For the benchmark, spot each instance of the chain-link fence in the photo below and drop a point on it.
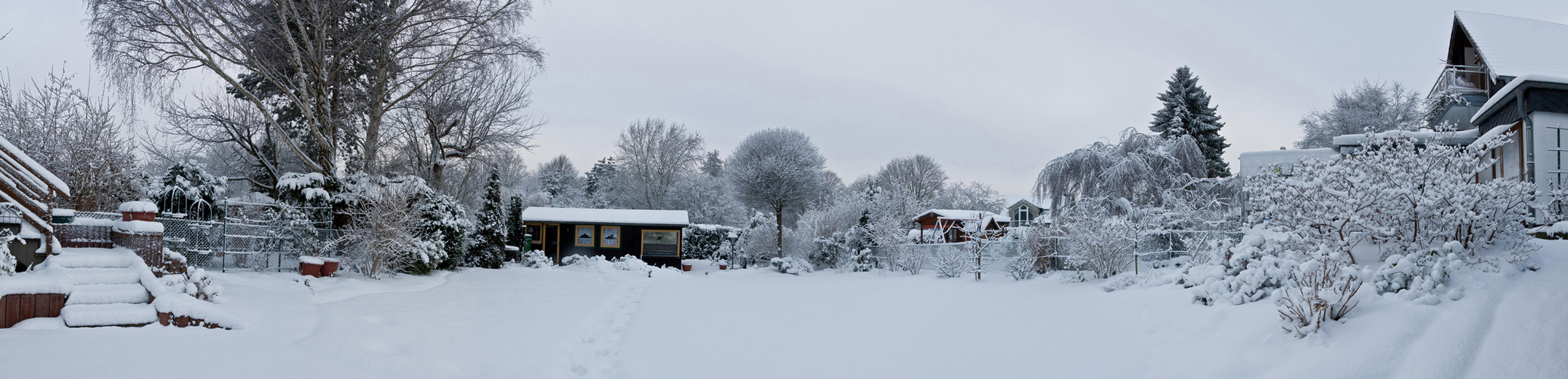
(1054, 254)
(244, 236)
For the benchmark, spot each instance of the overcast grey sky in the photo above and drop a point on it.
(991, 90)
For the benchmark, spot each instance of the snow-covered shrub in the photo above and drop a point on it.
(385, 233)
(537, 260)
(1244, 271)
(1399, 196)
(488, 247)
(198, 283)
(187, 190)
(907, 258)
(1421, 277)
(1099, 240)
(828, 254)
(629, 263)
(1320, 290)
(582, 260)
(443, 224)
(952, 262)
(703, 241)
(790, 265)
(863, 260)
(1123, 282)
(1024, 266)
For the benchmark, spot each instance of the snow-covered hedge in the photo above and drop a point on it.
(703, 241)
(790, 265)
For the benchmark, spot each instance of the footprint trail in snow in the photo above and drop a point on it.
(601, 340)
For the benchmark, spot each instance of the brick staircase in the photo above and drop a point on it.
(107, 288)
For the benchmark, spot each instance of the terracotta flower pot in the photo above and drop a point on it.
(311, 269)
(328, 266)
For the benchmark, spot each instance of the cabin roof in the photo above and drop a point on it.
(1517, 46)
(606, 216)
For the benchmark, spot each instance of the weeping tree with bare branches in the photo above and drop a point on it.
(326, 73)
(1136, 171)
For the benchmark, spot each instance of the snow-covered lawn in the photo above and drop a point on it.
(604, 323)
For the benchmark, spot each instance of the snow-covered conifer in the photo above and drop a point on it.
(490, 235)
(1187, 112)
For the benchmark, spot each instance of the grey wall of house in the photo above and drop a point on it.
(27, 252)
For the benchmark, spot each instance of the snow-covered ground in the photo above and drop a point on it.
(606, 323)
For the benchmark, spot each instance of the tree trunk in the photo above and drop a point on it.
(778, 225)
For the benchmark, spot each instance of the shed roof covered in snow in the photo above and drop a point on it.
(1517, 46)
(1423, 137)
(1280, 161)
(606, 216)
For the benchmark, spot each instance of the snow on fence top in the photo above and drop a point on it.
(1454, 139)
(139, 206)
(1255, 162)
(606, 216)
(1515, 46)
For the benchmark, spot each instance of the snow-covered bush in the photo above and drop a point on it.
(1399, 196)
(385, 233)
(443, 224)
(828, 254)
(187, 190)
(701, 241)
(952, 262)
(790, 265)
(1244, 272)
(582, 260)
(1320, 290)
(1099, 240)
(198, 283)
(1024, 266)
(537, 260)
(7, 260)
(1421, 277)
(863, 260)
(629, 263)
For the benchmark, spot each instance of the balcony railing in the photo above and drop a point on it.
(1462, 80)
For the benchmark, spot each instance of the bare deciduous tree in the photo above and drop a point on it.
(651, 156)
(777, 171)
(479, 112)
(918, 177)
(336, 67)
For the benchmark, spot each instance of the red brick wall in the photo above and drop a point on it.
(17, 307)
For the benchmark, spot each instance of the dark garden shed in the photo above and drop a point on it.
(653, 236)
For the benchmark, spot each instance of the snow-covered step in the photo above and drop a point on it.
(104, 276)
(107, 295)
(104, 315)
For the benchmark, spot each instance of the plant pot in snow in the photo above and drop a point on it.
(328, 266)
(311, 266)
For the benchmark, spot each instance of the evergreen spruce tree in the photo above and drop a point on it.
(515, 222)
(490, 236)
(1187, 112)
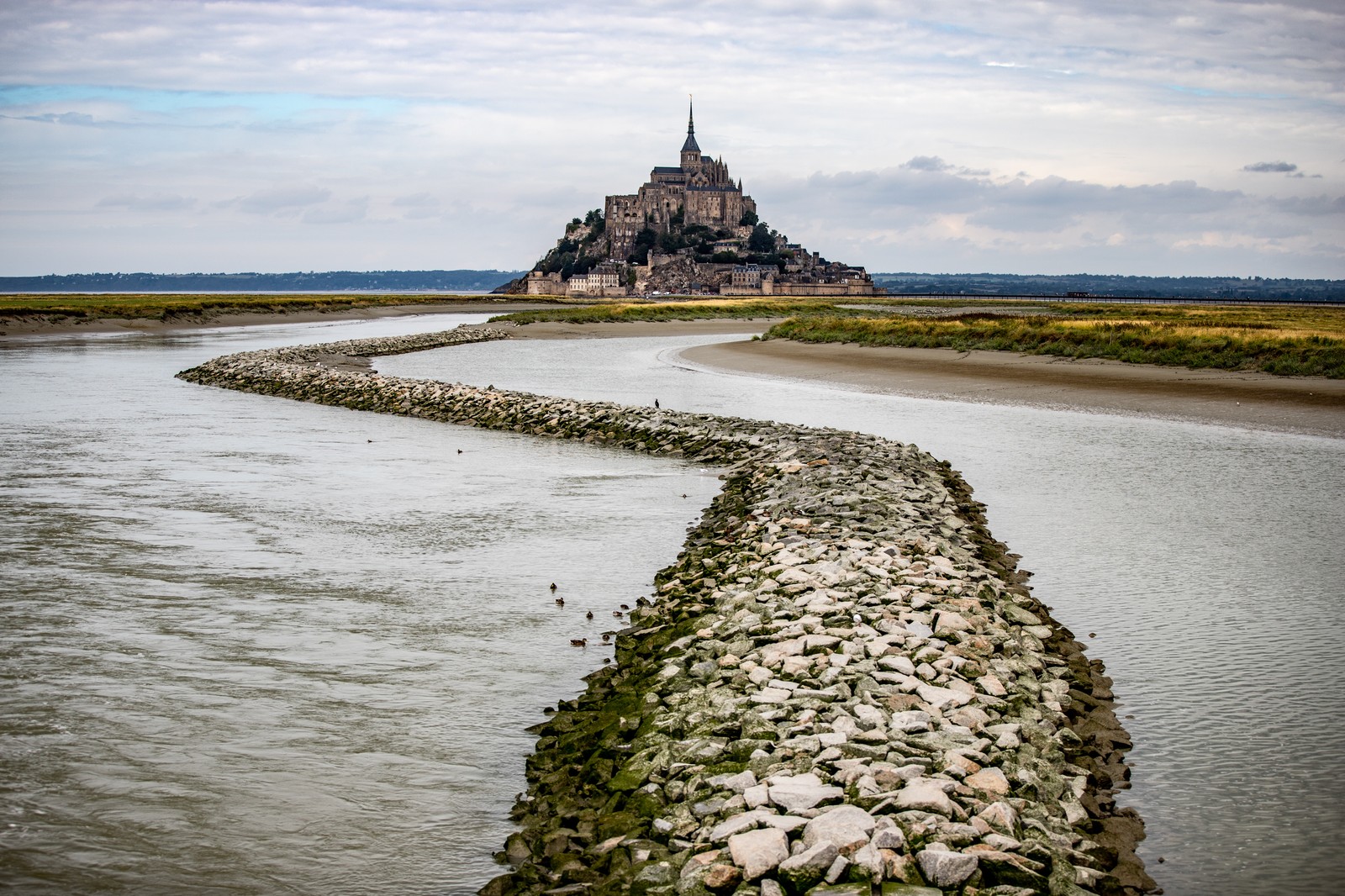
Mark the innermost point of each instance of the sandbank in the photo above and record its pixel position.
(1311, 405)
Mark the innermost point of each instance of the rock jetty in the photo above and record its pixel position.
(841, 687)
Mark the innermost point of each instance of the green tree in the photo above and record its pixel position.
(760, 240)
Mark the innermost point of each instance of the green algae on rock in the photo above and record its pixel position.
(842, 683)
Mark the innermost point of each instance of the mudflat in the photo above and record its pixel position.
(1311, 405)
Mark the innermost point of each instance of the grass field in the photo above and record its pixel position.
(1274, 340)
(1290, 342)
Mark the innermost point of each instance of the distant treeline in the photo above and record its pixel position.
(988, 284)
(298, 282)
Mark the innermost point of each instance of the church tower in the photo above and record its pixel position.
(690, 151)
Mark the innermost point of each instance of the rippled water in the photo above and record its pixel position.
(1208, 560)
(256, 646)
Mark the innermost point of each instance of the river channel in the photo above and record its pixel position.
(256, 646)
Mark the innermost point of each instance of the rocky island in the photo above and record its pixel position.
(689, 229)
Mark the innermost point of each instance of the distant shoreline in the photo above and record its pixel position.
(1309, 405)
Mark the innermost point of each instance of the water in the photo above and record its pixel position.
(255, 646)
(1208, 561)
(248, 650)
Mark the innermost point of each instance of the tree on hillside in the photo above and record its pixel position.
(760, 239)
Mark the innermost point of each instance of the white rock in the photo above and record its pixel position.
(1000, 815)
(871, 717)
(990, 781)
(898, 663)
(736, 825)
(911, 720)
(847, 828)
(759, 851)
(947, 620)
(802, 793)
(946, 869)
(927, 795)
(992, 687)
(941, 697)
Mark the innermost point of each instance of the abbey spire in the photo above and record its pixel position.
(690, 145)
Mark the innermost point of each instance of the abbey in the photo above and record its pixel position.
(689, 230)
(699, 188)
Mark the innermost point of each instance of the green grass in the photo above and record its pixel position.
(1293, 342)
(1275, 340)
(185, 306)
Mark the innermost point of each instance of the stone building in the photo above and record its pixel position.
(699, 187)
(604, 280)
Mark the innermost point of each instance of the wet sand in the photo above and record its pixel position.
(1311, 405)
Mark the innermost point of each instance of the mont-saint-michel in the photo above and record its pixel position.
(689, 229)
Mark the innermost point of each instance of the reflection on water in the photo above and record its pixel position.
(1208, 561)
(255, 646)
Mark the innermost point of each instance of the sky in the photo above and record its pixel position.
(1204, 138)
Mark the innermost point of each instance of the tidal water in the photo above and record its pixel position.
(1208, 561)
(257, 646)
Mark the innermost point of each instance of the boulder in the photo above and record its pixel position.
(946, 869)
(847, 828)
(759, 851)
(807, 868)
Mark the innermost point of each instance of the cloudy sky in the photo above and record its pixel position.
(1056, 136)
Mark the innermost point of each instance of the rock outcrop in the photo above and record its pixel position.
(841, 687)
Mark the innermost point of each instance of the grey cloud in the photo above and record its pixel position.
(346, 213)
(1047, 205)
(1271, 167)
(268, 201)
(927, 163)
(419, 206)
(156, 202)
(80, 119)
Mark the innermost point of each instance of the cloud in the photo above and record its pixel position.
(78, 119)
(269, 201)
(1271, 167)
(349, 212)
(155, 202)
(419, 206)
(927, 163)
(423, 107)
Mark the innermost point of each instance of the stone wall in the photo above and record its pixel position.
(842, 685)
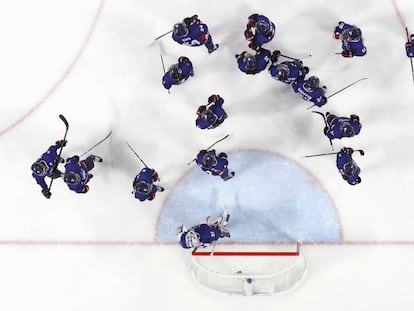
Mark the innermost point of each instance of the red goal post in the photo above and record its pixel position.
(249, 269)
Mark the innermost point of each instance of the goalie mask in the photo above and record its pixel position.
(190, 239)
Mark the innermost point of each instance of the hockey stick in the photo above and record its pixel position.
(289, 57)
(142, 161)
(326, 124)
(163, 68)
(211, 146)
(361, 152)
(97, 144)
(411, 60)
(163, 35)
(62, 117)
(344, 88)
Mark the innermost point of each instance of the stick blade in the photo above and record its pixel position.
(62, 117)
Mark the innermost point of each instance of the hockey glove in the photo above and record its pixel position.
(61, 143)
(47, 194)
(248, 34)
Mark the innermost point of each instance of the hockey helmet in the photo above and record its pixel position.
(346, 129)
(175, 72)
(282, 72)
(350, 168)
(209, 116)
(354, 33)
(250, 62)
(190, 239)
(71, 178)
(313, 81)
(209, 160)
(143, 187)
(39, 168)
(180, 29)
(262, 26)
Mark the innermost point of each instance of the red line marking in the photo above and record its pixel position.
(245, 253)
(131, 243)
(397, 11)
(65, 74)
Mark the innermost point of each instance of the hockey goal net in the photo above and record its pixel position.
(249, 269)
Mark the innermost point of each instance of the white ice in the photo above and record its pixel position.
(96, 63)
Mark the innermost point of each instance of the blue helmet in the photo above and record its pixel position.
(71, 178)
(354, 33)
(346, 129)
(180, 29)
(39, 168)
(282, 72)
(262, 26)
(143, 187)
(350, 168)
(175, 72)
(209, 116)
(209, 160)
(250, 62)
(312, 83)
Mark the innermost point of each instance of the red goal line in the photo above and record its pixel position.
(241, 253)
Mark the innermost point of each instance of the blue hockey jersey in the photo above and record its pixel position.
(252, 64)
(143, 184)
(264, 29)
(340, 127)
(352, 41)
(76, 173)
(315, 95)
(204, 235)
(212, 115)
(49, 159)
(178, 73)
(288, 71)
(347, 166)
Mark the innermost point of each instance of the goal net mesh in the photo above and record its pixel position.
(249, 270)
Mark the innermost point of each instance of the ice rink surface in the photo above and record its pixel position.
(97, 63)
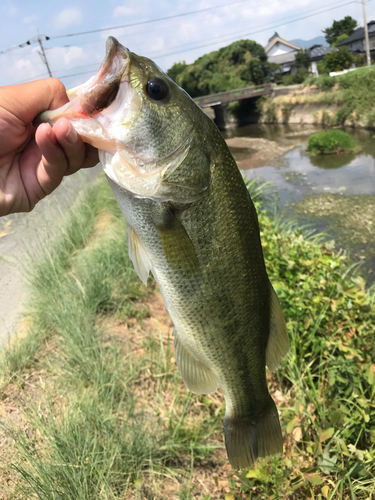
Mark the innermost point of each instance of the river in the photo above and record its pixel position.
(333, 193)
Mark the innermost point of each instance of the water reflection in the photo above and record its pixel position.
(299, 177)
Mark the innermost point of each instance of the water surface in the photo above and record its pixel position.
(332, 193)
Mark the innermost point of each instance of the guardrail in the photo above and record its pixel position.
(233, 95)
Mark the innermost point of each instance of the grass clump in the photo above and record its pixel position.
(103, 413)
(331, 142)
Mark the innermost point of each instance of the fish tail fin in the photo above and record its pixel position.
(246, 439)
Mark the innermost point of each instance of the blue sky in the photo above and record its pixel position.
(166, 42)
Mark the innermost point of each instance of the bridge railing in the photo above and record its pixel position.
(234, 95)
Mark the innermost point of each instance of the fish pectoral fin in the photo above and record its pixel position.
(138, 256)
(278, 340)
(177, 246)
(196, 376)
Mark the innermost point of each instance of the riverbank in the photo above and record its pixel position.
(103, 412)
(348, 99)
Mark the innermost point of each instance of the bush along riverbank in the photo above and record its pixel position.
(92, 405)
(347, 99)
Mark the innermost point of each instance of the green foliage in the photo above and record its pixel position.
(331, 141)
(100, 434)
(345, 26)
(240, 64)
(176, 69)
(268, 111)
(323, 82)
(299, 77)
(288, 80)
(337, 60)
(286, 111)
(303, 59)
(339, 39)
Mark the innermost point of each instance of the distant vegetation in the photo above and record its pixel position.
(334, 33)
(331, 141)
(348, 99)
(240, 64)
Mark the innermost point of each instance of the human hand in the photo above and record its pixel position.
(34, 161)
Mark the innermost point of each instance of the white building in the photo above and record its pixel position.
(282, 52)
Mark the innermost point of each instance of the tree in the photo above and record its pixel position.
(337, 60)
(240, 64)
(303, 59)
(339, 39)
(345, 26)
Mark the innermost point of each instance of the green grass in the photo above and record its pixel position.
(105, 414)
(330, 142)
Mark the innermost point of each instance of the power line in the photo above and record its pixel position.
(251, 32)
(227, 37)
(269, 25)
(224, 39)
(166, 18)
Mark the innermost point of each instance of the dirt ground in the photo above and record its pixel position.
(210, 477)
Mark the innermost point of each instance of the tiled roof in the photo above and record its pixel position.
(287, 58)
(273, 40)
(319, 51)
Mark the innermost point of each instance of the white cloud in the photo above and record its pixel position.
(10, 10)
(29, 19)
(68, 17)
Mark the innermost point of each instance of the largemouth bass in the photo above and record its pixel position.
(192, 223)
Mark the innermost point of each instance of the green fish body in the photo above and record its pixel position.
(191, 222)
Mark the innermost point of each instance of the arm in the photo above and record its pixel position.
(34, 161)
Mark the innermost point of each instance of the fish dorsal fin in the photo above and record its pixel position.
(138, 256)
(197, 377)
(278, 340)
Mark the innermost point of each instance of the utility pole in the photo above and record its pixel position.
(40, 39)
(366, 35)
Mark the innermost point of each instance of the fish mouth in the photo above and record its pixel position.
(91, 99)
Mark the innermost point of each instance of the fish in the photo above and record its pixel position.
(192, 224)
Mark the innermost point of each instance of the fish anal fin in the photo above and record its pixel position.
(246, 439)
(196, 376)
(278, 340)
(138, 256)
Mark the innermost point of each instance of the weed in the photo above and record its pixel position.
(117, 421)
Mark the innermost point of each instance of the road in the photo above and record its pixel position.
(25, 235)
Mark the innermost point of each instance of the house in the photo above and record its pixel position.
(282, 52)
(317, 52)
(356, 41)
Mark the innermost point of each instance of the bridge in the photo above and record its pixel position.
(218, 102)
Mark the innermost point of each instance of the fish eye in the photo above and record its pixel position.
(157, 89)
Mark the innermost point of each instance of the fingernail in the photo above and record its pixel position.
(71, 135)
(52, 137)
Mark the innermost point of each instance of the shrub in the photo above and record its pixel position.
(331, 141)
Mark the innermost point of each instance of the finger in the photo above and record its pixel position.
(27, 100)
(71, 144)
(54, 164)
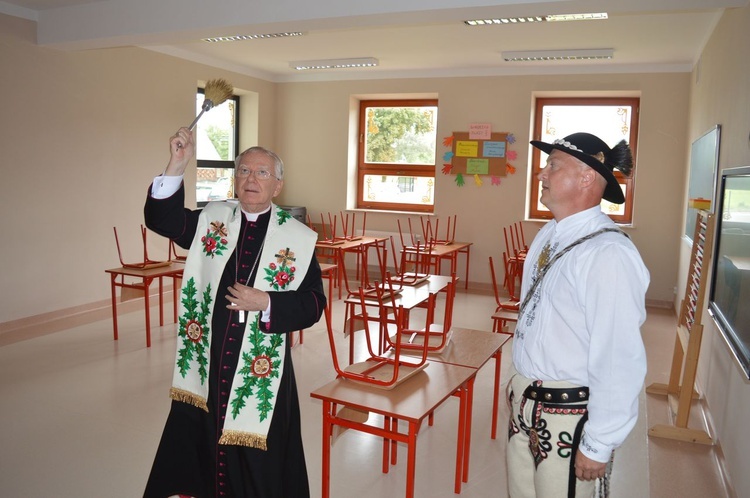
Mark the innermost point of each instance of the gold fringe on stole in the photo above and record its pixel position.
(189, 398)
(239, 438)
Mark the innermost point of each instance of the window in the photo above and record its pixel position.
(396, 161)
(216, 144)
(611, 119)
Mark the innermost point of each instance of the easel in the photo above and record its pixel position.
(690, 332)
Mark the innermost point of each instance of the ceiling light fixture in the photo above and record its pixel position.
(558, 55)
(253, 37)
(531, 19)
(334, 63)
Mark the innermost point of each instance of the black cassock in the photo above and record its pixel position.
(189, 460)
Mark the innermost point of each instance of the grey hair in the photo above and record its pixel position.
(278, 164)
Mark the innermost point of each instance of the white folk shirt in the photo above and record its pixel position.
(583, 324)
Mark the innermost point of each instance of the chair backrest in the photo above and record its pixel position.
(173, 255)
(384, 370)
(349, 227)
(146, 262)
(495, 289)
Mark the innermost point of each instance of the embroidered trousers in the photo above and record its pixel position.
(540, 444)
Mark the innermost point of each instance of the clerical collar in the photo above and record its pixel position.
(255, 216)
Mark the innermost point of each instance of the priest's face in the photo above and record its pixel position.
(255, 181)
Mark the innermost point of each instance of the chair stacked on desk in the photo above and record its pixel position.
(386, 368)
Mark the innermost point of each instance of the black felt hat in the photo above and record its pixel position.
(593, 151)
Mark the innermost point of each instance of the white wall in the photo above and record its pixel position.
(317, 156)
(720, 94)
(81, 136)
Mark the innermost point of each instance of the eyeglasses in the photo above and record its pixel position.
(259, 174)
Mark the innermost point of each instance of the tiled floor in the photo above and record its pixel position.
(82, 416)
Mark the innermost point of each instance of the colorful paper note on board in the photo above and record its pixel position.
(493, 149)
(467, 148)
(476, 166)
(496, 160)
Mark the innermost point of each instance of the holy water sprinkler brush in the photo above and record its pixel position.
(217, 91)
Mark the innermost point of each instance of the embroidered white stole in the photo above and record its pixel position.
(284, 261)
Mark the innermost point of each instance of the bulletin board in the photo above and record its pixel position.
(472, 156)
(479, 153)
(704, 167)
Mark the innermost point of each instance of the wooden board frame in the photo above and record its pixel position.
(680, 390)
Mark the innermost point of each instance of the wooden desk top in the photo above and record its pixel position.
(174, 268)
(344, 244)
(412, 400)
(411, 295)
(470, 348)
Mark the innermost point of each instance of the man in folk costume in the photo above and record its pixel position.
(251, 277)
(578, 357)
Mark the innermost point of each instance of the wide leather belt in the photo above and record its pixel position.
(556, 394)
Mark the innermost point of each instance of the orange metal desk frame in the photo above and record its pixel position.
◇ ◇ ◇ ◇ ◇
_PROBLEM_
Find "Mark the innermost point of each instance of the black felt" in the data above, then repeat that line and all lines after it exactly, ending with the final line.

_THE REPLY_
Mark the innermost point of each instance of the black felt hat in the photo above and record its pixel position.
(593, 151)
Mark the innermost point of each instance of the white wall in the photo above and record its pixel position.
(317, 156)
(720, 94)
(81, 136)
Mark the innermost point of each instance of the eyeglasses in the photo above and record its pixel position.
(259, 174)
Mark the innermost point of each instance of the tiled floor in the photo above and record its pixel position.
(82, 416)
Mark the innermost point of each instance of the colorful paper note on board in the photo above and record its pixel position.
(493, 149)
(467, 148)
(476, 166)
(496, 160)
Mark the innermost point of each instance of the holy water sprinkler brush in the photo above and record its pixel position.
(217, 91)
Mark the innermost point of each instance of the embroidered white stole in the photo above and record its pixel position.
(284, 261)
Mark the innermost point of each instance of the bulletin board in the photo above and record its pixel position.
(472, 156)
(479, 153)
(704, 167)
Mark the innermost point of each instance of the wooden board frame in the photo above and record its pixel position.
(680, 390)
Mark the innermost point of each instance of the wooden desk top in the photo above and record its pixel position.
(174, 268)
(344, 244)
(412, 400)
(411, 295)
(470, 348)
Mark the innermost point of each instance of the man in folk costume in the photo above and record its pixel position.
(251, 277)
(578, 357)
Mark the innermost point of each instance of the wide leather belt in the photo above and record its pixel position.
(556, 394)
Mark the innermost point of each instance of the orange metal desk frame in the photo above and record its pixel position.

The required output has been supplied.